#### What the exercise asks
Report every line in the listing below that contains the word "door", copying each line in full.

#### Recorded information
☆ ☆ ☆ ☆ ☆ ☆ ☆
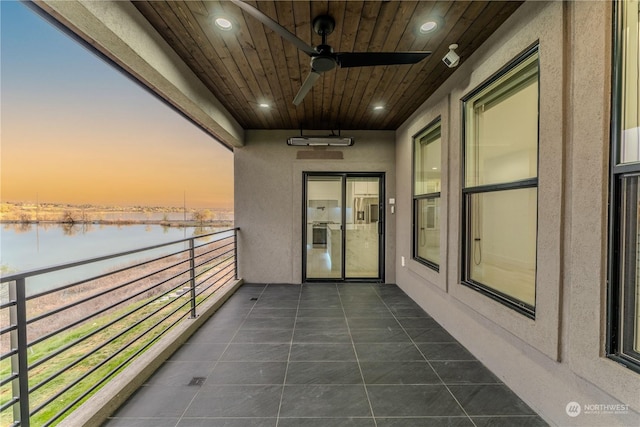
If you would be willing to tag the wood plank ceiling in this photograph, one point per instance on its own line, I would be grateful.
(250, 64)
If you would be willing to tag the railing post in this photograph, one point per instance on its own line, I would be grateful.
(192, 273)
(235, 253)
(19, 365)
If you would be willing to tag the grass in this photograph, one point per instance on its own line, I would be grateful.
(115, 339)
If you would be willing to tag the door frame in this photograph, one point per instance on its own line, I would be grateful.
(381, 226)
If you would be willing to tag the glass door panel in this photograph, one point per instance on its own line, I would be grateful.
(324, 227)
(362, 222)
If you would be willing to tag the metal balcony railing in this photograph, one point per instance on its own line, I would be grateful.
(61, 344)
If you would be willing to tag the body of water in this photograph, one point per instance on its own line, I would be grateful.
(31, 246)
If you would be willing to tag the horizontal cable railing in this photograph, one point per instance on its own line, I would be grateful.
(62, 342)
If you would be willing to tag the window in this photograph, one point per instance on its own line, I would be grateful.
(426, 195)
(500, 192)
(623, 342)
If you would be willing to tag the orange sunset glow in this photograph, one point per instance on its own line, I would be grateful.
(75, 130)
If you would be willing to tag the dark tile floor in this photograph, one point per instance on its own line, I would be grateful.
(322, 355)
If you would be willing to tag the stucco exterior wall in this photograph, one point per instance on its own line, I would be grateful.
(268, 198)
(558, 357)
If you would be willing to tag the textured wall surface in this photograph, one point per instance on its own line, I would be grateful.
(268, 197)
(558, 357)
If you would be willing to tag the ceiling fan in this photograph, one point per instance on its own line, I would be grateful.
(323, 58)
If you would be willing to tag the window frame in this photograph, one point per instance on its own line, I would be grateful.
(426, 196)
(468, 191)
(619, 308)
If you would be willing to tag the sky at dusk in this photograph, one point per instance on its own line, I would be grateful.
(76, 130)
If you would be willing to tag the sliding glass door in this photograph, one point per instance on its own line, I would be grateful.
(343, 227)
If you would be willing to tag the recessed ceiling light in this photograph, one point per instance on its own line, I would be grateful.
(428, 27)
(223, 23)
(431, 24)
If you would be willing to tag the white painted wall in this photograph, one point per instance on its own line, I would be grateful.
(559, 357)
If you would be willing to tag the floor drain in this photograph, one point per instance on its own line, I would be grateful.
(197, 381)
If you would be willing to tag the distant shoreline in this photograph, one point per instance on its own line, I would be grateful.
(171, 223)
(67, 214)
☆ ☆ ☆ ☆ ☆ ☆ ☆
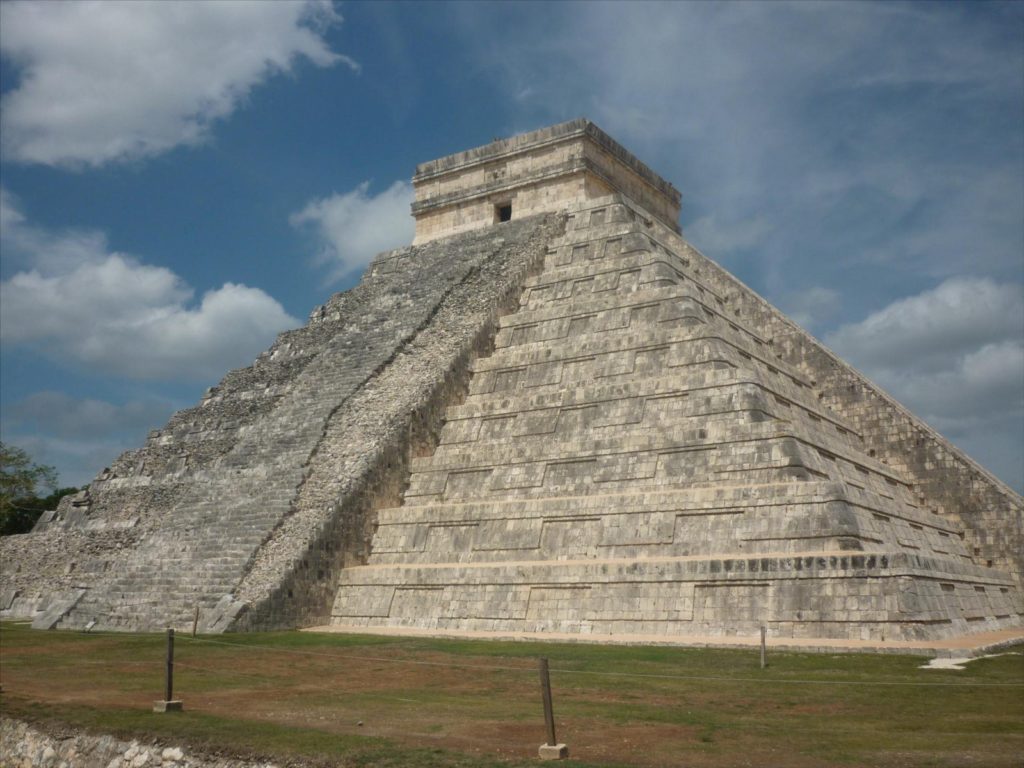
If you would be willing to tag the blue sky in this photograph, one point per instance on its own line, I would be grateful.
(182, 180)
☆ ☆ ☆ ☆ ☆ ☆ ☆
#### Answer to this task
If you would be willing to tag the door frame in this photograph, one point per instance on its own line, I would be grateful.
If you would be willing to tag the glass door panel in this photograph, one point per instance on its own line, I would be grateful.
If you would be willing to tag the sliding glass door in this photograph, one point per instance on its own line, I would be grateful.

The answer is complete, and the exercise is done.